:: EXERCISE MATERIAL ::

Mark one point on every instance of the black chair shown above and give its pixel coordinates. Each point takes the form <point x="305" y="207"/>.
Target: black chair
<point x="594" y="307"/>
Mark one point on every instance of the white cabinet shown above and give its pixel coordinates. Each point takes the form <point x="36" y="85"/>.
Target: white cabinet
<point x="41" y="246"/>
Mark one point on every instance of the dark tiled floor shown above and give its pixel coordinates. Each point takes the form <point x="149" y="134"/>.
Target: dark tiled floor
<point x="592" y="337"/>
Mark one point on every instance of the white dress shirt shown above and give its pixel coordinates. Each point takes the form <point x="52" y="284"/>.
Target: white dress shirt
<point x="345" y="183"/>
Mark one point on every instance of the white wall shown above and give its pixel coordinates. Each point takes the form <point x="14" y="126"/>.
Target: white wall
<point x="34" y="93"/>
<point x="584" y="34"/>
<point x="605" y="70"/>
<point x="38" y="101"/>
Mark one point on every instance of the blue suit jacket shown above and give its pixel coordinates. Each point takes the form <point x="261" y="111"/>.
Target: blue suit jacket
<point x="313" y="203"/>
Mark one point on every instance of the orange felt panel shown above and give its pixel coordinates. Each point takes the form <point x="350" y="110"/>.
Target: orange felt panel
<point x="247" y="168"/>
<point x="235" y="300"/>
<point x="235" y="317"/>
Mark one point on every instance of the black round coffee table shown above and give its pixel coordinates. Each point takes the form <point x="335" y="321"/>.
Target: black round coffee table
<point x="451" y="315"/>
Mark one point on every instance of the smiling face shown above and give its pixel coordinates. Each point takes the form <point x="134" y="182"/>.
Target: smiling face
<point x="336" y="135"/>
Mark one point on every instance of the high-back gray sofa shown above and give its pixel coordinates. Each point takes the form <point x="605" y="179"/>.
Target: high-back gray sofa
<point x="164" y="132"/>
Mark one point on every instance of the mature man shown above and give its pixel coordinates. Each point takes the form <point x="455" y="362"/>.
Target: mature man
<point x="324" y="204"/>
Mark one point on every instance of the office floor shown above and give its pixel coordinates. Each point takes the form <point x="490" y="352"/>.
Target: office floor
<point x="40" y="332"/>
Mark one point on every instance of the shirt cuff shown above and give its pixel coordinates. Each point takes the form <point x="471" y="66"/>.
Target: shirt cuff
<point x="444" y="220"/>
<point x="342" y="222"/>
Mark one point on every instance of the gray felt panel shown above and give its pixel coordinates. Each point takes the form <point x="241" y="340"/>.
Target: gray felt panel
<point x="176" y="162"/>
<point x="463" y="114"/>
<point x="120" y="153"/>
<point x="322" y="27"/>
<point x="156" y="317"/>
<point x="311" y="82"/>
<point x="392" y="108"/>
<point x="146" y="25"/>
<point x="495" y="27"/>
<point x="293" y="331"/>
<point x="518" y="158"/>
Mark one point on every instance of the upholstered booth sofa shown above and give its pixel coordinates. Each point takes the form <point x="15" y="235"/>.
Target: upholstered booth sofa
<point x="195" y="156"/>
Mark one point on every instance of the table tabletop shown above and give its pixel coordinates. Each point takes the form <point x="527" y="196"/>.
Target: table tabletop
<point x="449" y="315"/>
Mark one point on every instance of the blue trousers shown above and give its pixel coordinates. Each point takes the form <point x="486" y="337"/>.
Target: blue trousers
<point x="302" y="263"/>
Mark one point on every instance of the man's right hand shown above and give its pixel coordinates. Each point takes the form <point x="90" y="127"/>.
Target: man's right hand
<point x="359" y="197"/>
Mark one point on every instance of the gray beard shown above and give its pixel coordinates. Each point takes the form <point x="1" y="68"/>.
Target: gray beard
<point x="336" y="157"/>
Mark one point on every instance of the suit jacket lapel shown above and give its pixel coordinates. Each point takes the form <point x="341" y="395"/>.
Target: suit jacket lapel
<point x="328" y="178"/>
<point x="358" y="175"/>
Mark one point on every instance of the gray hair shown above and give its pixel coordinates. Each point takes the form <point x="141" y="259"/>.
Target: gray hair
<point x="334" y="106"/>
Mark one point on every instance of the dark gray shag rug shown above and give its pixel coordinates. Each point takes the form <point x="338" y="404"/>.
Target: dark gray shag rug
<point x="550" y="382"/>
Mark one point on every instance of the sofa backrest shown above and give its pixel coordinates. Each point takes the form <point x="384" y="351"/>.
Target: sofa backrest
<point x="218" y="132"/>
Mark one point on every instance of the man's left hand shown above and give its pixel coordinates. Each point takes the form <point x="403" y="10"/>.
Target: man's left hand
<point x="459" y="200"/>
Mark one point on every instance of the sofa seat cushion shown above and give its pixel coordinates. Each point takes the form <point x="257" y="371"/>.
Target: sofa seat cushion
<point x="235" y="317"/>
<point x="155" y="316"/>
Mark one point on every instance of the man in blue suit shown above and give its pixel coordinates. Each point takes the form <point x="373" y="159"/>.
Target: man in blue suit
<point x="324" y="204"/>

:: PROBLEM ::
Could you write out all of the material above word for word, changing nothing?

:: TASK RESULT ::
Mark one point on every instance of the black chair shown above and give its pixel coordinates. Each point takes the form <point x="305" y="207"/>.
Target: black chair
<point x="594" y="307"/>
Mark one point on every instance of the white cabinet shown above and give its pixel coordinates. Each point takes the form <point x="36" y="85"/>.
Target: white cabinet
<point x="41" y="246"/>
Mark one point on every instance of the dark tiled floor shown above and give its pixel coordinates. Each point takes the form <point x="149" y="134"/>.
Target: dark tiled floor
<point x="592" y="337"/>
Mark one point on every instance of the white dress shirt shown above and give its pixel coordinates. Each point takes the form <point x="52" y="284"/>.
Target: white dress shirt
<point x="345" y="183"/>
Mark one point on every instance of the white wall shown above and give its pixel coordinates. Each point takes the form <point x="14" y="126"/>.
Target: white wall
<point x="34" y="93"/>
<point x="584" y="34"/>
<point x="605" y="70"/>
<point x="38" y="101"/>
Mark one point on every instance of the blue suit jacket shown above and give its pixel coordinates. Each point takes the form <point x="261" y="111"/>.
Target: blue suit jacket
<point x="313" y="203"/>
Mark one point on every instance of the orange felt panel shown above and give its pixel coordinates. Each point takes the form <point x="350" y="110"/>.
Target: orange felt panel
<point x="247" y="168"/>
<point x="235" y="300"/>
<point x="235" y="317"/>
Mark one point on every instance of the black round coffee table shown above and give its pixel coordinates. Each point takes the form <point x="335" y="321"/>.
Target: black round coffee table
<point x="451" y="315"/>
Mark one point on every instance of the smiling face shown above and give its pixel coordinates. Each point takes the form <point x="134" y="182"/>.
Target: smiling face
<point x="336" y="135"/>
Mark one point on every instance of the high-back gray sofa shown above and give its pixel coordinates. Each point takes the form <point x="605" y="179"/>.
Target: high-back gray sofa
<point x="164" y="132"/>
Mark one point on every instance of the mature man shown above and give its pixel coordinates. Each point takes the form <point x="455" y="362"/>.
Target: mature man
<point x="324" y="204"/>
Mark one point on every instance of the office floor shown above and give its pixel coordinates. Each point takes the form <point x="490" y="352"/>.
Target: office floor
<point x="40" y="332"/>
Mark one point on every instance of the shirt cuff shown above and give its pixel coordinates. Each point takes the form <point x="471" y="66"/>.
Target: shirt cuff
<point x="444" y="220"/>
<point x="342" y="222"/>
Mark one point on every instance of the gray felt panel shown above and give its pixel coordinates. Each point takes the form <point x="241" y="340"/>.
Target: gray felt panel
<point x="176" y="162"/>
<point x="463" y="114"/>
<point x="120" y="153"/>
<point x="322" y="27"/>
<point x="156" y="317"/>
<point x="311" y="82"/>
<point x="392" y="108"/>
<point x="146" y="25"/>
<point x="495" y="27"/>
<point x="293" y="331"/>
<point x="518" y="158"/>
Mark one point on every instance of the upholstered booth sofa shown above and give its pixel coordinates. Each point takes the form <point x="15" y="235"/>.
Target: upholstered booth sofa
<point x="195" y="156"/>
Mark one point on every instance of the table tabletop shown above and give its pixel coordinates. Each point takes the form <point x="527" y="196"/>.
Target: table tabletop
<point x="449" y="315"/>
Mark one point on every instance of the blue trousers shown above and give its pixel coordinates. Each point takes the form <point x="486" y="337"/>.
Target: blue trousers
<point x="302" y="263"/>
Mark one point on every instance of the man's right hand shown above and give its pixel coordinates. Each point takes the form <point x="90" y="127"/>.
Target: man's right hand
<point x="359" y="197"/>
Mark one point on every instance of the gray beard shown above and give its pixel coordinates. Each point takes the form <point x="1" y="68"/>.
Target: gray beard
<point x="336" y="157"/>
Mark one point on every instance of the suit jacket lapel shown above and give its pixel coordinates. Each point takes the form <point x="341" y="395"/>.
Target: suit jacket lapel
<point x="328" y="178"/>
<point x="358" y="175"/>
Mark one point on every instance of the gray hair shown above and give its pixel coordinates. Each point takes the form <point x="141" y="259"/>.
Target: gray hair
<point x="334" y="106"/>
Mark one point on every instance of the dark gray shag rug shown above and give its pixel coordinates. Each point takes the form <point x="338" y="404"/>.
Target: dark gray shag rug
<point x="550" y="382"/>
Mark one point on every instance of the sofa backrest shown above and give its pixel coordinates. Each point takes the form <point x="384" y="351"/>.
Target: sofa backrest
<point x="218" y="132"/>
Mark one point on every instance of the man's left hand shown above and give its pixel coordinates. Each point takes the form <point x="403" y="10"/>.
Target: man's left hand
<point x="459" y="200"/>
Mark one point on every instance of the sofa seat cushion shown above and give its pixel coordinates. Each point takes the form <point x="257" y="371"/>.
Target: sofa seat cushion
<point x="235" y="317"/>
<point x="155" y="316"/>
Mark one point on every instance of the man in blue suit shown above and give its pixel coordinates. Each point takes the form <point x="373" y="159"/>.
Target: man in blue suit
<point x="324" y="204"/>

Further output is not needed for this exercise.